Work instructions: Rewrite the entries from the line containing "[tag] long brown" through the end of the entries, inclusive, changing "brown" to "auburn" and leaving every other character as it is.

** Begin Dataset records **

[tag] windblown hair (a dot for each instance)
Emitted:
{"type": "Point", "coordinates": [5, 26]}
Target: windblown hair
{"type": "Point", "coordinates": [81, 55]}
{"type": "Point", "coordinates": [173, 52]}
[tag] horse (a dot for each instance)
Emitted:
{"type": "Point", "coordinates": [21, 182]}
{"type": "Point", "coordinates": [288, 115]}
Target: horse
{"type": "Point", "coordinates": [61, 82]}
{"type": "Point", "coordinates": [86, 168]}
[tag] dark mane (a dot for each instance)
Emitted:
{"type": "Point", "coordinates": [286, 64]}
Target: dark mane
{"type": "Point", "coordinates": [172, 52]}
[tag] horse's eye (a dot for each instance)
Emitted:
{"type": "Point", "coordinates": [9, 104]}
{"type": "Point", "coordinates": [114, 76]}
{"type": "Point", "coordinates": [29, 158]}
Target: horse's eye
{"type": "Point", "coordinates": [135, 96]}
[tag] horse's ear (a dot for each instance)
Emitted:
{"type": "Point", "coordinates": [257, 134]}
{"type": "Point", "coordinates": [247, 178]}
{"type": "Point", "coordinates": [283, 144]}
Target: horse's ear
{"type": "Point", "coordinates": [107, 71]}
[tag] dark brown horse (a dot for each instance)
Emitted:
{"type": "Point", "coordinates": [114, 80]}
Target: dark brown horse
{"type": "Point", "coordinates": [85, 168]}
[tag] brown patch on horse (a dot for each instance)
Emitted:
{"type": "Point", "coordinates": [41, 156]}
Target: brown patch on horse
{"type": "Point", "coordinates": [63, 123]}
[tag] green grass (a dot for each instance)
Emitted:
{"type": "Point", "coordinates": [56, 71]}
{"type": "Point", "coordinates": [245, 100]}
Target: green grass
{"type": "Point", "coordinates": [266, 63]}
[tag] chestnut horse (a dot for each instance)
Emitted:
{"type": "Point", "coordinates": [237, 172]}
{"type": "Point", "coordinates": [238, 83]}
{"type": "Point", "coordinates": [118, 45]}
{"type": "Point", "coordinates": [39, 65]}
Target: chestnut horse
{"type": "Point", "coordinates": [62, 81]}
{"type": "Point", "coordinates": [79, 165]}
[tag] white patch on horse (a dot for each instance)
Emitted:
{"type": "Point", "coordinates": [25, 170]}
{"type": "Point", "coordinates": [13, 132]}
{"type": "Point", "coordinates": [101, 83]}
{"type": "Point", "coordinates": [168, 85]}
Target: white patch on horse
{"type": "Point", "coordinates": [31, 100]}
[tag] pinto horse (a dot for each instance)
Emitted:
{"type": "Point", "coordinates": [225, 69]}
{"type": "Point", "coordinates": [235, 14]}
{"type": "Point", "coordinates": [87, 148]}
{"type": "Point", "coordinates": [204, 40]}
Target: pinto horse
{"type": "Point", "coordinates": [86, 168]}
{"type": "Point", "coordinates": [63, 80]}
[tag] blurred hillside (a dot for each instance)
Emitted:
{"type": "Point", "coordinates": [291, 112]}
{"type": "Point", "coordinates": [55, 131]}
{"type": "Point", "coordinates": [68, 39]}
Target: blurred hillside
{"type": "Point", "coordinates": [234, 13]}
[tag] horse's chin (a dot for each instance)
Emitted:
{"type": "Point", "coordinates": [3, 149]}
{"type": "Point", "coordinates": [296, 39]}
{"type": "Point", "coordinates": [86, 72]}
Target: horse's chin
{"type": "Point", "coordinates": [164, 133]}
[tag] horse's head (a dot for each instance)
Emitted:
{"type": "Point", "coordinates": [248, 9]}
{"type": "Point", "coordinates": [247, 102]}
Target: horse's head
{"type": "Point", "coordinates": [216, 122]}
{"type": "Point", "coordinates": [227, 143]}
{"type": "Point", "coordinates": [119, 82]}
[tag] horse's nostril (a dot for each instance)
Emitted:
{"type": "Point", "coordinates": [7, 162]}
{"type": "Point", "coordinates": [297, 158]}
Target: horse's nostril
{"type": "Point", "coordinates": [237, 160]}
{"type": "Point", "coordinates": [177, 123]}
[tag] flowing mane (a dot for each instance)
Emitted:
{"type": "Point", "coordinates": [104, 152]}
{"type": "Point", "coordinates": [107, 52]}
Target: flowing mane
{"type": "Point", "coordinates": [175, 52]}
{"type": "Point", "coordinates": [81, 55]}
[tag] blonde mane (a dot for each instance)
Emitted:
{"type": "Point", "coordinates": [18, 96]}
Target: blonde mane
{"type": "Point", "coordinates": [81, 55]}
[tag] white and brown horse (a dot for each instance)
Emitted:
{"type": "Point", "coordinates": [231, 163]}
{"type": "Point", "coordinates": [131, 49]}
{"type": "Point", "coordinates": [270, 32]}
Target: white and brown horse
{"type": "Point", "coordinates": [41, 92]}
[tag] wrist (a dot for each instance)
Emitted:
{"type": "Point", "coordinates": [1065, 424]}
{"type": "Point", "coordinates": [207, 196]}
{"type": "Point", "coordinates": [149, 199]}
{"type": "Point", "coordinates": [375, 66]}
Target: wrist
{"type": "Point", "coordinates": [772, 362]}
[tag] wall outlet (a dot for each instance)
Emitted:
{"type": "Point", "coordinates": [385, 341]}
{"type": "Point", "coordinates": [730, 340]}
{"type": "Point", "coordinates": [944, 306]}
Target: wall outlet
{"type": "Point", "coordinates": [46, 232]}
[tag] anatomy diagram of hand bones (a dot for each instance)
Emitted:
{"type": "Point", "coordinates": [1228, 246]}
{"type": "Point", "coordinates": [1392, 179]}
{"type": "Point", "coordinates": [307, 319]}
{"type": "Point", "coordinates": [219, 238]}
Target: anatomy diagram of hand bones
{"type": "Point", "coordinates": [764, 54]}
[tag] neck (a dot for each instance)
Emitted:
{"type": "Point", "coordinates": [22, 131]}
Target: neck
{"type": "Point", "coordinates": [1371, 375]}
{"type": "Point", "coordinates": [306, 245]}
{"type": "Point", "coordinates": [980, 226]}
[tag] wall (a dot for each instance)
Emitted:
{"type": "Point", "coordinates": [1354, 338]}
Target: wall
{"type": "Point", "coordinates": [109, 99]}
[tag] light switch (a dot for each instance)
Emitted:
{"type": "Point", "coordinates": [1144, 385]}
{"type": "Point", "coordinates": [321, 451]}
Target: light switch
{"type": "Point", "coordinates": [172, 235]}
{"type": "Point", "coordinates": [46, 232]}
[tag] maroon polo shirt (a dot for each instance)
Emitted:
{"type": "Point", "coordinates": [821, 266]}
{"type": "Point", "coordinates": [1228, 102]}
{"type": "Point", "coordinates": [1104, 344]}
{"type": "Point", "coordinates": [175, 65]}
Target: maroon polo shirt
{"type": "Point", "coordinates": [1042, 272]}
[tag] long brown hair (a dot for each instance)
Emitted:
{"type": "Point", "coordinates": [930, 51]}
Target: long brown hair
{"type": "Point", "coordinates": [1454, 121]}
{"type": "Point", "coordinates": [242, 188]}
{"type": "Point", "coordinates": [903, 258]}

** End Dataset records **

Exercise output:
[tag] long auburn hair (a dot for each instance)
Emitted:
{"type": "Point", "coordinates": [930, 51]}
Target: long auburn hair
{"type": "Point", "coordinates": [1454, 121]}
{"type": "Point", "coordinates": [242, 188]}
{"type": "Point", "coordinates": [903, 258]}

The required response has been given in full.